## Task item
Reproduce everything in the piece below on staying active through cancer treatment from "With surgery, for" down to "is not unique.", word for word.

** Opening Excerpted text block **

With surgery, for the first time, she had to take a break from working out. But, she pointed out, it was working out that lengthened her life, allowing her to survive aggressive chemo and surgery.

“Every single doctor that I spoke to -- and I had many, many surgeons -- said, 'If you were not as healthy as you are you would not have been able to and will not be be able to sustain these surgeries and the chemo that we’re getting ready to throw at you. We would not even put you through this if you were not in as good a shape as you are.' ”

In December one of the lobes in her lungs was removed. Now, she is back in the gym coaching.

Crawford may be a blip in the statistics. But Dr. Nagla Karim, an oncologist who teaches at the University of Cincinnati, says Crawford’s case is not unique.

“I would really press on this, that being active during treatment is very important, except of course if someone is on pain medications.

“Being active during treatment is a very important aspect” in longevity and fitness, she said. “In fact, it makes people even do better (in treatment). The patients that remain functional usually do better. They tolerate treatments better. And also having positive thoughts, wanting to live (helps overall).”

Karim said she has had three patients who, like Crawford, beat the odds. All three kept active before diagnosis and during treatment.

“It’s also about spiritual support, plus also having a positive attitude, positive energy.” Karim said. “There are other things that we see in real life that do stand out and do help patients do better, live longer, and have a better quality of life and enjoy family, enjoy friends and things around them… these things do make a difference.”

** Closing Excerpted text block **
** Opening Source material block **

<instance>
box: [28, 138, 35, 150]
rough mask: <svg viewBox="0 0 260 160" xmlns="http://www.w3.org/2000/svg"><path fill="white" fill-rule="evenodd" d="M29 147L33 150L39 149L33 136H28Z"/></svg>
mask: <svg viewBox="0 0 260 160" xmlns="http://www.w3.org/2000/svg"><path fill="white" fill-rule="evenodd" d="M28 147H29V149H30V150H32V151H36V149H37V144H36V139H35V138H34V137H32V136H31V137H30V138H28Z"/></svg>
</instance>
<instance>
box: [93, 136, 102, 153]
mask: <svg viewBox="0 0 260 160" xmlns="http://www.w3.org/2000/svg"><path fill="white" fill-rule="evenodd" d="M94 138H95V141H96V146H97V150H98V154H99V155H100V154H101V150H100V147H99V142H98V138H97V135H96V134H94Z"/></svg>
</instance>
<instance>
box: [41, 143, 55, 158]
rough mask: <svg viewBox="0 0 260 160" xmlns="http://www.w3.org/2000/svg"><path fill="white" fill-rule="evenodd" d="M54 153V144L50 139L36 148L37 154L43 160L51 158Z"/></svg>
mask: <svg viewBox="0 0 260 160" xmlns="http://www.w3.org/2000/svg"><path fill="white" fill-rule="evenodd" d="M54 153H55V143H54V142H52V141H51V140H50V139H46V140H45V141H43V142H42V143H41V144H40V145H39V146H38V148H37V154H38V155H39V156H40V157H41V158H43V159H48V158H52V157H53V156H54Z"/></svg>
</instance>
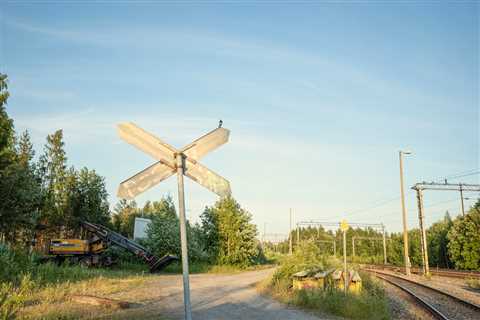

** Closing Source material block **

## Response to this task
With surgery, for the first time, she had to take a break from working out. But, she pointed out, it was working out that lengthened her life, allowing her to survive aggressive chemo and surgery.

“Every single doctor that I spoke to -- and I had many, many surgeons -- said, 'If you were not as healthy as you are you would not have been able to and will not be be able to sustain these surgeries and the chemo that we’re getting ready to throw at you. We would not even put you through this if you were not in as good a shape as you are.' ”

In December one of the lobes in her lungs was removed. Now, she is back in the gym coaching.

Crawford may be a blip in the statistics. But Dr. Nagla Karim, an oncologist who teaches at the University of Cincinnati, says Crawford’s case is not unique.